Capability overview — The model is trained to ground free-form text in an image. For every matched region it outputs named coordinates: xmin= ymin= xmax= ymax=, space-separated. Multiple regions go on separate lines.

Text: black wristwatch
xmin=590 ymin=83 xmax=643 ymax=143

···

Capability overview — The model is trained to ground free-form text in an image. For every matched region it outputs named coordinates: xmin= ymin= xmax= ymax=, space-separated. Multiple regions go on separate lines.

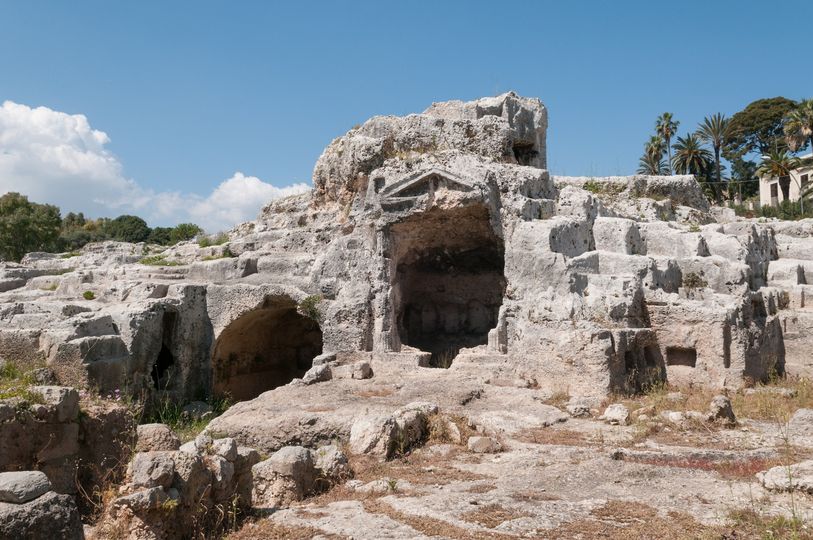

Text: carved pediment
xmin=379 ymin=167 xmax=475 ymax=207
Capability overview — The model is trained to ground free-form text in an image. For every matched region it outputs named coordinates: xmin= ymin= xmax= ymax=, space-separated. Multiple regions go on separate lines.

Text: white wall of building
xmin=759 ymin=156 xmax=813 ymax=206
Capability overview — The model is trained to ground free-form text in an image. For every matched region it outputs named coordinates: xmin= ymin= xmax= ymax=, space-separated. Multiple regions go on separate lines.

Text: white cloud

···

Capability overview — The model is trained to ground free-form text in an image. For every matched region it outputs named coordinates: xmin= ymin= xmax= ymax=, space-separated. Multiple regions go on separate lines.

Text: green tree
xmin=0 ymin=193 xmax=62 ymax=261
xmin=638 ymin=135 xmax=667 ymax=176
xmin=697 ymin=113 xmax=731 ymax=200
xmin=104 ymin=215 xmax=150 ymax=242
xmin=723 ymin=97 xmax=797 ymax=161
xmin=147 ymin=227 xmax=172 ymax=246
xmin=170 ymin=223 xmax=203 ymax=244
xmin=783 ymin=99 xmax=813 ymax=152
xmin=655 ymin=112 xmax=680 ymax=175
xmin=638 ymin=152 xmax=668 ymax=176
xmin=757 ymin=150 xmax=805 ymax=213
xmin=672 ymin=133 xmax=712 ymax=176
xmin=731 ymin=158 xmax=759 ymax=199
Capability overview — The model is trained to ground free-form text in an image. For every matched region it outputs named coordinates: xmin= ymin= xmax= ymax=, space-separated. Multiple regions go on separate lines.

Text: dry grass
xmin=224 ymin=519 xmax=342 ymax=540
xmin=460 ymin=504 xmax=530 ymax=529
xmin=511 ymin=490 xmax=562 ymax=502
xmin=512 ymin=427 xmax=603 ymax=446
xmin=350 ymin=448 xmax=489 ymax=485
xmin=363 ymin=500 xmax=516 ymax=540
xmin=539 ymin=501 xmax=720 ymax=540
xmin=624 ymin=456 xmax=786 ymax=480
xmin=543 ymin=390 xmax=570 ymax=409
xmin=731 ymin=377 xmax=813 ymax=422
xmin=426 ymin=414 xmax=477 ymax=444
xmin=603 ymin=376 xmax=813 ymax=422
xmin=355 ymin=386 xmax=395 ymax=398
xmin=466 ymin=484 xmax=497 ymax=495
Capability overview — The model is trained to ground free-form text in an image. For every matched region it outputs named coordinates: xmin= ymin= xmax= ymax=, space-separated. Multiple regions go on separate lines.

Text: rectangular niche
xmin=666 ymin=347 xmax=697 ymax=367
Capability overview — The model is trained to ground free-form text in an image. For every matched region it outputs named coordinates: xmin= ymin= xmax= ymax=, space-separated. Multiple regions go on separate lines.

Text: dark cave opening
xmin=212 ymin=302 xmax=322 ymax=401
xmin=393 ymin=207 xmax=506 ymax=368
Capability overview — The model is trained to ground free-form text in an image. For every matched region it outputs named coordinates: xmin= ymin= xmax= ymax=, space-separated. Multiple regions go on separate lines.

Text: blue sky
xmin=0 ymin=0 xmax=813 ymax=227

···

Problem statement:
Give back, in full, each line of the records above that contains the word "white".

Answer to this problem:
Text: white wall of building
Text: white cloud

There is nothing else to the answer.